» ASSIGNED TASK
Below are the records; collect from them each line containing the string "muddy".

» DATASET
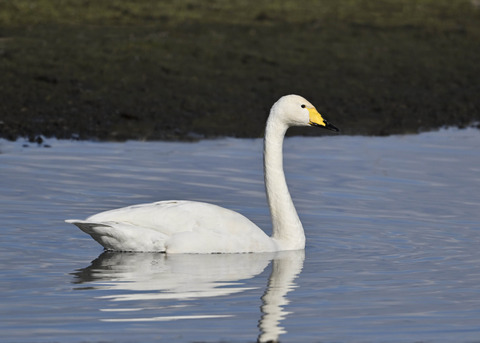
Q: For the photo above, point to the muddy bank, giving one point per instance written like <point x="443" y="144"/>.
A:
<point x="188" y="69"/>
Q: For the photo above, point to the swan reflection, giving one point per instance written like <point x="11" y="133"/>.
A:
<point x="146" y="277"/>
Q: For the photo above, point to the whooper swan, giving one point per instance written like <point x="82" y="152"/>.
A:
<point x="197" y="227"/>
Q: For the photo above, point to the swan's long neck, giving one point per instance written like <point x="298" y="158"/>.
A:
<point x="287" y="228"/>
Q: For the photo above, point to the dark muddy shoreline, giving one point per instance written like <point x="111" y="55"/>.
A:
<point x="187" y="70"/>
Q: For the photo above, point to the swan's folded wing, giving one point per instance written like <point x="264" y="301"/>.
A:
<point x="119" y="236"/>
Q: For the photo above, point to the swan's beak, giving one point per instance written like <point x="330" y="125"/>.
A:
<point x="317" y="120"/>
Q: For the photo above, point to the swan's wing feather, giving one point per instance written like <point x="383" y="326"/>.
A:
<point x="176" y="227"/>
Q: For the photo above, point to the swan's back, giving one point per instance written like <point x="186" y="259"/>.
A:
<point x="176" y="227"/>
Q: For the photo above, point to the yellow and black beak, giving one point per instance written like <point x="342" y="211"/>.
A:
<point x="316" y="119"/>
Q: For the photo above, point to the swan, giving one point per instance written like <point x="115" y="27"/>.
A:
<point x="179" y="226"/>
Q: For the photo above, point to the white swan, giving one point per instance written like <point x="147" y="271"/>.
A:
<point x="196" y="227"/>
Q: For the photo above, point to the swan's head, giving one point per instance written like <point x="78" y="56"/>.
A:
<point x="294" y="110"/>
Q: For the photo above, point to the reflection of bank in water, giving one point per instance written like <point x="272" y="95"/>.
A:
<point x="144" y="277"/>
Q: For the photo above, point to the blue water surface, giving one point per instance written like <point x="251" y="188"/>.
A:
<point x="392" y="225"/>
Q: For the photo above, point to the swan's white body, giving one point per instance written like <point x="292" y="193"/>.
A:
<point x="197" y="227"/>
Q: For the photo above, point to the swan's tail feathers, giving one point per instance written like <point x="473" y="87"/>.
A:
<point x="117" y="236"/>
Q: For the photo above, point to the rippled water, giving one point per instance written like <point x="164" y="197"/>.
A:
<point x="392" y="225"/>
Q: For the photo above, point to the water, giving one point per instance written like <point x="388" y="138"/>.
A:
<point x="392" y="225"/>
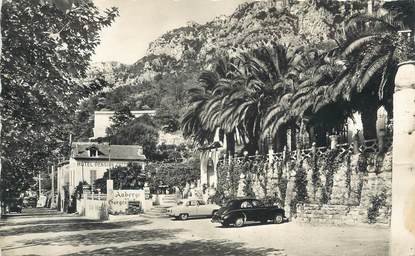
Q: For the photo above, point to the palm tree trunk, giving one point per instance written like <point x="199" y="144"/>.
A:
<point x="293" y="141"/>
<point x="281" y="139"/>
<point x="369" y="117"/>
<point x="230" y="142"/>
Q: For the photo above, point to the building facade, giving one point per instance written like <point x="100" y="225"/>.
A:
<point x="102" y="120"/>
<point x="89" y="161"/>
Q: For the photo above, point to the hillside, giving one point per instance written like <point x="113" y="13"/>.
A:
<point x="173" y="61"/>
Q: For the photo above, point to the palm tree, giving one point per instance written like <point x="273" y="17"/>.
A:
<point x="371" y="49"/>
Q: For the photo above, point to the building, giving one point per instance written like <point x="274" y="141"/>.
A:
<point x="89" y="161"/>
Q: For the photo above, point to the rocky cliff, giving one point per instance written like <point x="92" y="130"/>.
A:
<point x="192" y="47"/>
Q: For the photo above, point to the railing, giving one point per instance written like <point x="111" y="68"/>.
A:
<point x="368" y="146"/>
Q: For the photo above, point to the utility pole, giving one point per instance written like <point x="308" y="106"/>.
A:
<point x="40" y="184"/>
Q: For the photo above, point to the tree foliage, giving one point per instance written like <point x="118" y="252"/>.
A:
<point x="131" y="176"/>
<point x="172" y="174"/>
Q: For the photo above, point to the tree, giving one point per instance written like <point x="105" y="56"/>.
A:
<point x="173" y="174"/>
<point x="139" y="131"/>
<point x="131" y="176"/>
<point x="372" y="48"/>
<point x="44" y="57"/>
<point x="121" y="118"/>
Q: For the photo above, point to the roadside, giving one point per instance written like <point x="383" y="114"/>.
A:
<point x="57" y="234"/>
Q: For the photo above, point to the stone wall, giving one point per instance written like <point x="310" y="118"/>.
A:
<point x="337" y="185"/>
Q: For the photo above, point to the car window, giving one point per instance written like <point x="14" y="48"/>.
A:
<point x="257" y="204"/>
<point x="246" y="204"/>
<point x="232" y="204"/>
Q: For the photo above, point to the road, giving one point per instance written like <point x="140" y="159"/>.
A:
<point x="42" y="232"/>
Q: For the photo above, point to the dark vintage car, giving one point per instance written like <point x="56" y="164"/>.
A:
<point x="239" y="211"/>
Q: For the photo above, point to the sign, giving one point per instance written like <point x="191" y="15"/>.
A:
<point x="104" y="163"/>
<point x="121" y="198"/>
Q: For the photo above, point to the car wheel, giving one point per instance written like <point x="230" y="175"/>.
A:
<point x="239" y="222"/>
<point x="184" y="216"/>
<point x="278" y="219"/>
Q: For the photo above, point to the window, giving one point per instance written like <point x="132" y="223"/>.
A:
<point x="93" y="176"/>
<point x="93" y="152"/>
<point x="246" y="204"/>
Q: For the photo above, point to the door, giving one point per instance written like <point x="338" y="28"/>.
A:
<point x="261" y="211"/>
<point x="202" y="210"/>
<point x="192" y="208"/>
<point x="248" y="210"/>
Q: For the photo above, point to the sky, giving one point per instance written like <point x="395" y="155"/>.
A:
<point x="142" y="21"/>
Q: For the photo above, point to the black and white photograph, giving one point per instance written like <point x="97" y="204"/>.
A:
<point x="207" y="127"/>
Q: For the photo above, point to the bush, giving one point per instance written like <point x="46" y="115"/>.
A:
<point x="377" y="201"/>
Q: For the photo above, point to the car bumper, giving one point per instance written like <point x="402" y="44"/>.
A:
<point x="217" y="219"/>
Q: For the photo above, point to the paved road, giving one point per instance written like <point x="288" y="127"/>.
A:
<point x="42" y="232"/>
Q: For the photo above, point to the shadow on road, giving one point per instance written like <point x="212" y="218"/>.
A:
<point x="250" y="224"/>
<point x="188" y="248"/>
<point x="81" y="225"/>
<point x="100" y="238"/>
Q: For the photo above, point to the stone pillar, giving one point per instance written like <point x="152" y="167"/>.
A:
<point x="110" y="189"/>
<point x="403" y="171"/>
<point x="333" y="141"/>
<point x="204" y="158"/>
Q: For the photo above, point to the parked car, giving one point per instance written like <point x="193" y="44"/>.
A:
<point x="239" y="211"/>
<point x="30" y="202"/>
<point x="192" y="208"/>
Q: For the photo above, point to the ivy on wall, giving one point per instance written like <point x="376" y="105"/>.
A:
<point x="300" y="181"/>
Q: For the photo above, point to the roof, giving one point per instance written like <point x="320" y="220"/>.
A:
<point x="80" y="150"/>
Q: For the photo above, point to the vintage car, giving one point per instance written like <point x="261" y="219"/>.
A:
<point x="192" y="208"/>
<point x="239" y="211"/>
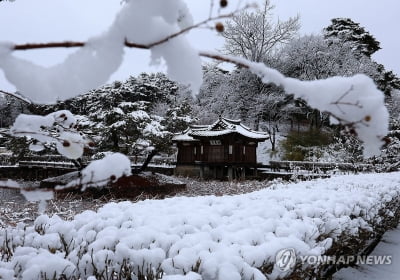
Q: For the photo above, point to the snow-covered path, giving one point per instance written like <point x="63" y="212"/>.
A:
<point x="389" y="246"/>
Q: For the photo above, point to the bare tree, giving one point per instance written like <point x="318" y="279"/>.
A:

» YOUR SOLUTION
Q: For the photo above, point to the muddy bank, giving one point per instance written like <point x="443" y="144"/>.
Q: For the photo above, point to the dark muddy shoreline, giving one point per instance written like <point x="111" y="55"/>.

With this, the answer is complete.